Give back the full listing verbatim, apart from its images.
==== EXERCISE MATERIALS ====
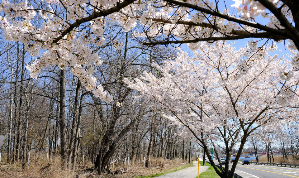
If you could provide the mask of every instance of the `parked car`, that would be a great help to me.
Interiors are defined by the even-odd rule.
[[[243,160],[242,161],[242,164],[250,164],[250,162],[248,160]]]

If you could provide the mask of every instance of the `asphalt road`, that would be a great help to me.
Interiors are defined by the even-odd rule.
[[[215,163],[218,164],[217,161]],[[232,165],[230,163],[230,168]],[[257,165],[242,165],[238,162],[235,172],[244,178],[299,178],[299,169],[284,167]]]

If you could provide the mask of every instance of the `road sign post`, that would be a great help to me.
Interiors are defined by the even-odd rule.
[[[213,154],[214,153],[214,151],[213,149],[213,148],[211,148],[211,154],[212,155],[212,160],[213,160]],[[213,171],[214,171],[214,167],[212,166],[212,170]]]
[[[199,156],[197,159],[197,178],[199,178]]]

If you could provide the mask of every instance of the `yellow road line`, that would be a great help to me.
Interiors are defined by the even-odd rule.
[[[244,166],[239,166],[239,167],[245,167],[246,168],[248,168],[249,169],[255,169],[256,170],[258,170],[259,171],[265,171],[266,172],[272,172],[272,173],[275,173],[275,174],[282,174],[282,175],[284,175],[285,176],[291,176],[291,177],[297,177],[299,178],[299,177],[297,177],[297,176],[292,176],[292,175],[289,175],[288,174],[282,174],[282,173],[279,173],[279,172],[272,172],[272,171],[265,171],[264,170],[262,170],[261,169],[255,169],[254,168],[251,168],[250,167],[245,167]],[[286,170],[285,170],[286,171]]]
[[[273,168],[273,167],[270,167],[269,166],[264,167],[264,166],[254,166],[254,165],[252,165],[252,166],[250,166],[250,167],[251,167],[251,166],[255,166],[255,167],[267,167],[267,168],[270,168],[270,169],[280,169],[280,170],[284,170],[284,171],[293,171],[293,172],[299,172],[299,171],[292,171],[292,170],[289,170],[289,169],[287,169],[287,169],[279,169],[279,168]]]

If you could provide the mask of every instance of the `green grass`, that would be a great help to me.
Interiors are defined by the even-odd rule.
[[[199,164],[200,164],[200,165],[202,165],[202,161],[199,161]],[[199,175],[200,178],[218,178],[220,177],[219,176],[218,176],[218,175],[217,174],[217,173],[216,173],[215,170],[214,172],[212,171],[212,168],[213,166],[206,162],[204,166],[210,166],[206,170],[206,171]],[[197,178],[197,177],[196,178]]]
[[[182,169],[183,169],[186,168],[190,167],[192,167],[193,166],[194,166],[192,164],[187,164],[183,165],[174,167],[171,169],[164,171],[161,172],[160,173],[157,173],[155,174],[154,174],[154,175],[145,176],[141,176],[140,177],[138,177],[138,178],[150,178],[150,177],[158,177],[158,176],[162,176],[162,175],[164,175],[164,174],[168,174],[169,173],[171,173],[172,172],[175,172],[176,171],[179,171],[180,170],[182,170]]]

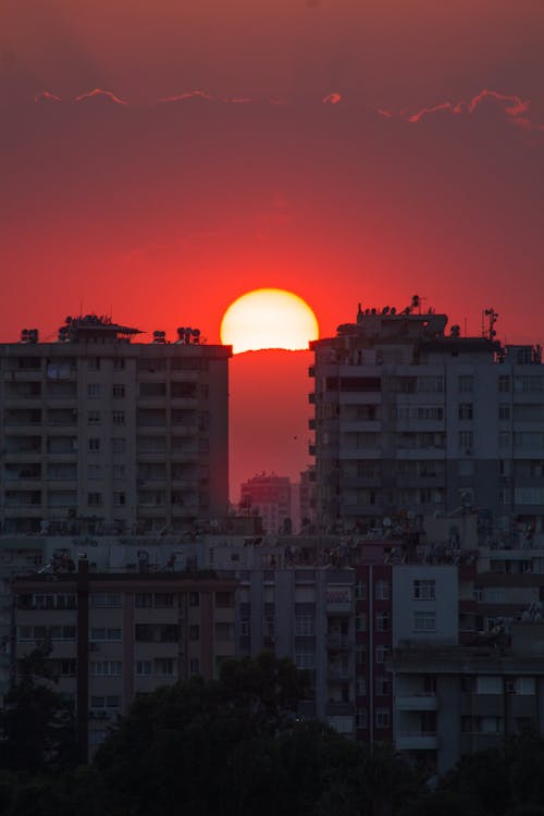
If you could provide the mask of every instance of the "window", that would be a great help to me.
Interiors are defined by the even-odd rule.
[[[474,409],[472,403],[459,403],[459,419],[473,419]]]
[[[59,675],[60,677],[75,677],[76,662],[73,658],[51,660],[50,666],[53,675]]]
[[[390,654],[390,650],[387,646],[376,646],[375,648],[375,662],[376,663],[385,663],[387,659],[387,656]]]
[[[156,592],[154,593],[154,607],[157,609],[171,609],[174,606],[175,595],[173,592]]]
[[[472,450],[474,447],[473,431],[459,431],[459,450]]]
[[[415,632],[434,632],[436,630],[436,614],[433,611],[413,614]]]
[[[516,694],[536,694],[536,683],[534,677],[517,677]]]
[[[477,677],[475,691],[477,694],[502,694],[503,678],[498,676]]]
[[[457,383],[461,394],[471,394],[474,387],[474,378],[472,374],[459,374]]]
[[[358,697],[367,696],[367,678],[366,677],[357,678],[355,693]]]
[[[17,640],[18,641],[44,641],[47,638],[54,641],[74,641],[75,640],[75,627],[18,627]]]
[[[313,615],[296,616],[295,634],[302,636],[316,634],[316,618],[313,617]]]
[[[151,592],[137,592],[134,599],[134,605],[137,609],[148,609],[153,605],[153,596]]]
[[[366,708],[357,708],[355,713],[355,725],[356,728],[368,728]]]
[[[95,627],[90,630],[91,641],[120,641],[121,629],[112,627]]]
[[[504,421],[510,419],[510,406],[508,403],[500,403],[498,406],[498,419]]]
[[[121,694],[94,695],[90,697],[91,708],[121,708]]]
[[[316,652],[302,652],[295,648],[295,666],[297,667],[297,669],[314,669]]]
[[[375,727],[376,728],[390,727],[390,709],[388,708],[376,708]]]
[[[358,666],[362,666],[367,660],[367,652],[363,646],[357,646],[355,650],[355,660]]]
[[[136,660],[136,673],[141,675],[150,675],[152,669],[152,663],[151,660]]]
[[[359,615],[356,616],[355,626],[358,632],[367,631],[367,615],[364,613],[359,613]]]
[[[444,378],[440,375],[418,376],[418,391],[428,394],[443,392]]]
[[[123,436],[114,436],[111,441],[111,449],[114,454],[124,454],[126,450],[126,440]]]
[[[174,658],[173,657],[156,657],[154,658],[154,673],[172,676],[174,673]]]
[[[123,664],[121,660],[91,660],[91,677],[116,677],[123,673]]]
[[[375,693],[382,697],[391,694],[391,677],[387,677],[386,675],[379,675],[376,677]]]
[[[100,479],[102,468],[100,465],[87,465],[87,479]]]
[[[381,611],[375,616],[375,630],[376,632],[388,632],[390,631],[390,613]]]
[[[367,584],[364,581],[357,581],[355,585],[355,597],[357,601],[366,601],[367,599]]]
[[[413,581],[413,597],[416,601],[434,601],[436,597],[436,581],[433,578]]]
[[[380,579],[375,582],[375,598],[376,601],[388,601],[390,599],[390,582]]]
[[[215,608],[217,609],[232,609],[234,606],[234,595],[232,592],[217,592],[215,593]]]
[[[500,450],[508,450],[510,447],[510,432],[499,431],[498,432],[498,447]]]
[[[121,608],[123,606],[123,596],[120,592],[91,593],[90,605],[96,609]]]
====
RESULT FOR THIS TASK:
If you could provide the mask of every instance of the `parked car`, that would be a great help to me.
Interiors are defined by the even-odd rule.
[[[243,160],[242,161],[242,164],[250,164],[250,162],[248,160]]]

If you could provide the mask of every instance of the `asphalt road`, that would be a great help to me.
Interiors are defined by the even-odd rule.
[[[215,163],[218,164],[217,161]],[[232,165],[230,163],[230,168]],[[257,165],[242,165],[238,162],[235,172],[244,178],[299,178],[299,169],[284,167]]]

If you could provide the mask of every instance of the `road sign post`, that would be a great help to me.
Interiors are defined by the even-odd rule.
[[[213,154],[214,153],[214,151],[213,149],[213,148],[211,148],[211,154],[212,155],[212,160],[213,160]],[[213,171],[214,171],[214,167],[212,166],[212,170]]]
[[[199,156],[197,159],[197,178],[199,178]]]

If you could provide the mask of every instance of the `yellow road line`, that would be a great help to me.
Interiors are defined by the even-odd rule.
[[[244,166],[239,166],[239,167],[245,167],[246,168],[248,168],[249,169],[255,169],[256,170],[258,170],[259,171],[265,171],[266,172],[272,172],[272,173],[275,173],[275,174],[282,174],[282,175],[284,175],[285,176],[291,176],[291,177],[297,177],[299,178],[299,177],[297,177],[297,176],[292,176],[292,175],[289,175],[288,174],[282,174],[282,173],[279,173],[279,172],[272,172],[272,171],[265,171],[264,170],[262,170],[261,169],[255,169],[254,168],[251,168],[250,167],[245,167]],[[286,170],[285,170],[286,171]]]
[[[273,168],[273,167],[270,167],[269,166],[264,167],[264,166],[254,166],[254,165],[252,165],[252,166],[250,166],[250,167],[251,167],[251,166],[255,166],[255,167],[267,167],[267,168],[270,168],[270,169],[280,169],[280,170],[284,170],[284,171],[293,171],[293,172],[299,172],[299,171],[292,171],[292,170],[289,170],[289,169],[287,169],[287,169],[279,169],[279,168]]]

If you could provide the mask of every instance of the `green grass`, that would be a great help to me.
Interiors are defined by the even-odd rule.
[[[199,164],[200,164],[200,165],[202,165],[202,161],[199,161]],[[199,175],[200,178],[218,178],[220,177],[219,176],[218,176],[218,175],[217,174],[217,173],[216,173],[215,170],[214,172],[212,171],[212,168],[213,166],[206,162],[204,166],[210,166],[206,170],[206,171]],[[197,178],[197,177],[196,178]]]
[[[182,169],[183,169],[186,168],[190,167],[192,167],[193,166],[194,166],[192,164],[187,164],[183,165],[174,167],[171,169],[164,171],[161,172],[160,173],[157,173],[155,174],[154,174],[154,175],[145,176],[141,176],[140,177],[138,177],[138,178],[150,178],[150,177],[158,177],[158,176],[162,176],[162,175],[164,175],[164,174],[168,174],[169,173],[171,173],[172,172],[175,172],[176,171],[179,171],[180,170],[182,170]]]

If you could provide the mask of every instance of the "window", that would be a great help to me.
Interiors are defined by the even-odd rule.
[[[474,409],[472,403],[459,403],[459,419],[473,419]]]
[[[59,675],[60,677],[75,677],[76,662],[73,658],[51,660],[50,666],[53,675]]]
[[[390,654],[390,650],[387,646],[376,646],[375,648],[375,662],[376,663],[385,663],[387,659],[387,656]]]
[[[156,592],[154,593],[154,607],[157,609],[171,609],[174,606],[175,595],[173,592]]]
[[[472,450],[474,447],[473,431],[459,431],[459,450]]]
[[[415,632],[434,632],[436,630],[436,614],[433,611],[413,614]]]
[[[516,694],[536,694],[536,683],[534,677],[517,677]]]
[[[477,677],[475,691],[477,694],[502,694],[503,678],[498,676]]]
[[[457,383],[461,394],[471,394],[474,387],[474,378],[472,374],[459,374]]]
[[[358,697],[367,696],[367,678],[366,677],[357,678],[355,693]]]
[[[17,640],[18,641],[44,641],[47,638],[54,641],[74,641],[75,640],[75,627],[18,627]]]
[[[313,615],[296,616],[295,634],[302,636],[316,634],[316,618],[313,617]]]
[[[151,592],[137,592],[134,599],[134,605],[137,609],[148,609],[153,605],[153,596]]]
[[[366,708],[357,708],[355,713],[355,725],[356,728],[368,728]]]
[[[95,627],[90,630],[91,641],[120,641],[121,629],[112,627]]]
[[[504,421],[510,419],[510,406],[508,403],[500,403],[498,406],[498,419]]]
[[[121,694],[94,695],[90,697],[91,708],[121,708]]]
[[[316,652],[302,652],[295,648],[295,666],[297,667],[297,669],[314,669]]]
[[[375,727],[376,728],[390,727],[390,709],[388,708],[376,708]]]
[[[358,666],[362,666],[367,660],[367,652],[363,646],[357,646],[355,650],[355,660]]]
[[[136,660],[136,673],[141,675],[150,675],[152,669],[152,663],[151,660]]]
[[[359,615],[356,616],[355,626],[358,632],[367,631],[367,615],[364,613],[359,613]]]
[[[444,378],[440,375],[418,376],[418,391],[428,394],[443,392]]]
[[[123,436],[114,436],[111,441],[111,449],[114,454],[124,454],[126,450],[126,440]]]
[[[174,658],[173,657],[156,657],[154,658],[154,673],[172,676],[174,673]]]
[[[123,664],[121,660],[91,660],[91,677],[116,677],[123,673]]]
[[[375,693],[382,697],[391,694],[391,677],[387,677],[386,675],[379,675],[376,677]]]
[[[100,479],[102,468],[100,465],[87,465],[87,479]]]
[[[381,611],[375,616],[375,630],[376,632],[388,632],[390,631],[390,613]]]
[[[367,584],[364,581],[357,581],[355,585],[355,597],[357,601],[366,601],[367,599]]]
[[[413,581],[413,597],[416,601],[434,601],[436,597],[436,581],[433,578]]]
[[[380,579],[375,582],[375,598],[376,601],[388,601],[390,599],[390,582]]]
[[[215,608],[217,609],[232,609],[234,606],[234,595],[232,592],[217,592],[215,593]]]
[[[500,450],[508,450],[510,447],[510,432],[499,431],[498,432],[498,447]]]
[[[121,608],[123,606],[123,596],[120,592],[91,593],[90,605],[96,609]]]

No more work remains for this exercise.